◆ **Try it**
What do the lines from the one containing "Point to the audience seat, one" through the end of the entries say? Quote them exactly, and only them.

Stored items:
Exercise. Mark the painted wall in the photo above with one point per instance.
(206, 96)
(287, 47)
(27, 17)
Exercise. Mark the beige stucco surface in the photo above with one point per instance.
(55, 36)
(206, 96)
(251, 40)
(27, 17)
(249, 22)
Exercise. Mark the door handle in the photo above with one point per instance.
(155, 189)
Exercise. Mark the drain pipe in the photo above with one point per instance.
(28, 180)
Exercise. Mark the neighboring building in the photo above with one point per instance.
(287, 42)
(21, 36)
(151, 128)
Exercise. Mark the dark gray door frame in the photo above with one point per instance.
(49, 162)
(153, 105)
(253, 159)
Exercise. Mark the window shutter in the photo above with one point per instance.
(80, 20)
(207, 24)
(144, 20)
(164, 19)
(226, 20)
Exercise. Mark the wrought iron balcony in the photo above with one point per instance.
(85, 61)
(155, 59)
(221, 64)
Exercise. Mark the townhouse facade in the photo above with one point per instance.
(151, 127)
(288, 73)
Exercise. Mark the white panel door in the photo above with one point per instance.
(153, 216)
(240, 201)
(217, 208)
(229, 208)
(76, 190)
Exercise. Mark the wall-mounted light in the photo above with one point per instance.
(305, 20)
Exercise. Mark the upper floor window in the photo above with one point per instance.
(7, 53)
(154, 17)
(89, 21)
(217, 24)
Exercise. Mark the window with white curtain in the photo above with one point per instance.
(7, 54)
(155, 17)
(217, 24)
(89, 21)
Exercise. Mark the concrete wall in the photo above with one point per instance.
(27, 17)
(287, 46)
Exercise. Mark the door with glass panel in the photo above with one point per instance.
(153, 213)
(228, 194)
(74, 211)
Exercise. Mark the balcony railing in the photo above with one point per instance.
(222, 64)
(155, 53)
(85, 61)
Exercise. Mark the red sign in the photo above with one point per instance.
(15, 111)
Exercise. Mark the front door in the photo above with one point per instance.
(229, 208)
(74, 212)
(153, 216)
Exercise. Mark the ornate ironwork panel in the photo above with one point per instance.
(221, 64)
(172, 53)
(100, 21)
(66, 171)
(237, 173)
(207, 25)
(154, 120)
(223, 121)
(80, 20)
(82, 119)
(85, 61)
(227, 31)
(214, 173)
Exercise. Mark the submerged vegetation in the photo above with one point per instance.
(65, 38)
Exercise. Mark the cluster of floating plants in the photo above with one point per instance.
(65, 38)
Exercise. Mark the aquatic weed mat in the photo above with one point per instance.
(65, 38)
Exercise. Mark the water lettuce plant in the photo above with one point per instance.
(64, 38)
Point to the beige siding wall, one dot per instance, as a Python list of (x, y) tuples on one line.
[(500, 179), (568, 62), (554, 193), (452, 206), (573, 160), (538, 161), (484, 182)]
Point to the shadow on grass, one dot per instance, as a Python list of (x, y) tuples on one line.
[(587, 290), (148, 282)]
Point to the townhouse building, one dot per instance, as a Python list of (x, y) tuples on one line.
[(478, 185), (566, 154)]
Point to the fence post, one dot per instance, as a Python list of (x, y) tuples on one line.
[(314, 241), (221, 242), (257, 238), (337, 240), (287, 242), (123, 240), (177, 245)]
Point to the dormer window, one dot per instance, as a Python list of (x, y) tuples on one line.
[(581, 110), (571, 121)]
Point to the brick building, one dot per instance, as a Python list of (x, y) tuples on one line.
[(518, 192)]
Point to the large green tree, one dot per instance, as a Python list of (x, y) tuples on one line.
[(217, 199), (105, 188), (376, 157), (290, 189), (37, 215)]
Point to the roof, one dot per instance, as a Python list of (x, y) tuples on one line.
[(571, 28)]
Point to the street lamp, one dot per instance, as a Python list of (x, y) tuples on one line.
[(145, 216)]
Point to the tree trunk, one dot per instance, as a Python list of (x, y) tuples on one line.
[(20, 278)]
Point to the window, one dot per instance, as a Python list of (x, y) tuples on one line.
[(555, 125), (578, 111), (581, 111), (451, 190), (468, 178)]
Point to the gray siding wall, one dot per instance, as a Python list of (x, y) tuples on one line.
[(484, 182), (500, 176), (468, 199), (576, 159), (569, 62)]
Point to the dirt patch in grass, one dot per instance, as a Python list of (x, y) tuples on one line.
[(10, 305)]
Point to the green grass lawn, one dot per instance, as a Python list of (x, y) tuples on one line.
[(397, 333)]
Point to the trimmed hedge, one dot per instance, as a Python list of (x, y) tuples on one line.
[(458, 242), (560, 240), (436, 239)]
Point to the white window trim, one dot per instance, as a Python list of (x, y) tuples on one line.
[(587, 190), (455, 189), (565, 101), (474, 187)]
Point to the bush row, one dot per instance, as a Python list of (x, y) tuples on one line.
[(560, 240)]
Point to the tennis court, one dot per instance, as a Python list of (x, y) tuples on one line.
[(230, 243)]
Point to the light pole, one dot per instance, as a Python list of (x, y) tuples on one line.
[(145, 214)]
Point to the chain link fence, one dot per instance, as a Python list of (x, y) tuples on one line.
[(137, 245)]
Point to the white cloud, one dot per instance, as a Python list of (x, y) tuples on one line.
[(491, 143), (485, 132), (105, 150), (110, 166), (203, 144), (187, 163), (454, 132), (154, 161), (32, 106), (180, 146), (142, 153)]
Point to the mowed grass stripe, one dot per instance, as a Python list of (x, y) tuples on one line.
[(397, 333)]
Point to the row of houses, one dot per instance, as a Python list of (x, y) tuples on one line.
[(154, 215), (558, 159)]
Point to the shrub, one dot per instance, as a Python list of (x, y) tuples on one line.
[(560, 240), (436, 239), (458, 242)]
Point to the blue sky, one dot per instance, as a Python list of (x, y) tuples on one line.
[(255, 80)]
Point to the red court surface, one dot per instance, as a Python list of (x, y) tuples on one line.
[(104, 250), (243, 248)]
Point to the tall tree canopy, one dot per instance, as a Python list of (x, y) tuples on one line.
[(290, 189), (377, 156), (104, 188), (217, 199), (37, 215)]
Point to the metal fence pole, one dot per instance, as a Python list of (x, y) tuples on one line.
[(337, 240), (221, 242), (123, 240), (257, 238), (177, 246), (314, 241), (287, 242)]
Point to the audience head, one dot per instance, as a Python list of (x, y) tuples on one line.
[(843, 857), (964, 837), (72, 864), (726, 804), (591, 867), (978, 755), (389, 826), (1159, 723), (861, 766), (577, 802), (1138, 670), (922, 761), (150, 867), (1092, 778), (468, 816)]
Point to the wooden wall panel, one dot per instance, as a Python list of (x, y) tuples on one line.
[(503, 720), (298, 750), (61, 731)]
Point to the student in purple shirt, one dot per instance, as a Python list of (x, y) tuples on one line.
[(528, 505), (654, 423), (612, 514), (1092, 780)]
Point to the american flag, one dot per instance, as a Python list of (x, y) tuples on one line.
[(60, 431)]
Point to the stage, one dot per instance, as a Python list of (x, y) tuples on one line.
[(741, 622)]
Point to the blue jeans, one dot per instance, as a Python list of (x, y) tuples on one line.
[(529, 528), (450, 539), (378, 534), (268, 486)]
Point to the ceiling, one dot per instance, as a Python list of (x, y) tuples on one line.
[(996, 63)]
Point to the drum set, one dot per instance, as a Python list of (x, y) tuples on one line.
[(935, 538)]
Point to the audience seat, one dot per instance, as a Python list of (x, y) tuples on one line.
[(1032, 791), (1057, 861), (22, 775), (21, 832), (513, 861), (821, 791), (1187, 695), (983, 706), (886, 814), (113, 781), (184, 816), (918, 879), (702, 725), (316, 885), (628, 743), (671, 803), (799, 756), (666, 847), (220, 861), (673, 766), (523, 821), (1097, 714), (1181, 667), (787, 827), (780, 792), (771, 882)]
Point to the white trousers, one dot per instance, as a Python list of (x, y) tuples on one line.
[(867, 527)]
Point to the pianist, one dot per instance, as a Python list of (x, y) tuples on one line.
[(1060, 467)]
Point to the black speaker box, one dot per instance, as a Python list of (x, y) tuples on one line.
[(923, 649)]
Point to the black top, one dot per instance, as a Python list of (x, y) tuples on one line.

◆ **Expected output**
Point to the audience seat, one dot per instance, as a Python list of (x, y) tuples on one line.
[(1032, 791), (1057, 861), (22, 775), (21, 832), (513, 861), (821, 791), (1187, 695), (983, 706), (886, 814), (113, 781), (184, 816), (918, 879), (702, 725), (316, 885), (628, 743), (671, 803), (799, 756), (666, 847), (220, 861), (673, 766), (523, 821), (1097, 714), (1181, 667), (787, 827), (780, 792), (771, 882)]
Point to the white trousers, one dot per instance, as a Python list of (x, y) tuples on one line.
[(867, 527)]
Point to the pianist, one dot per instance, as a Python list of (x, y) tuples on one line.
[(1060, 467)]
Point to the black speaker box, one dot per instance, as a Python list of (x, y) tuples on one line.
[(923, 649)]
Point to the black top, one dot per instance, as a Python list of (x, y) tuples on one line.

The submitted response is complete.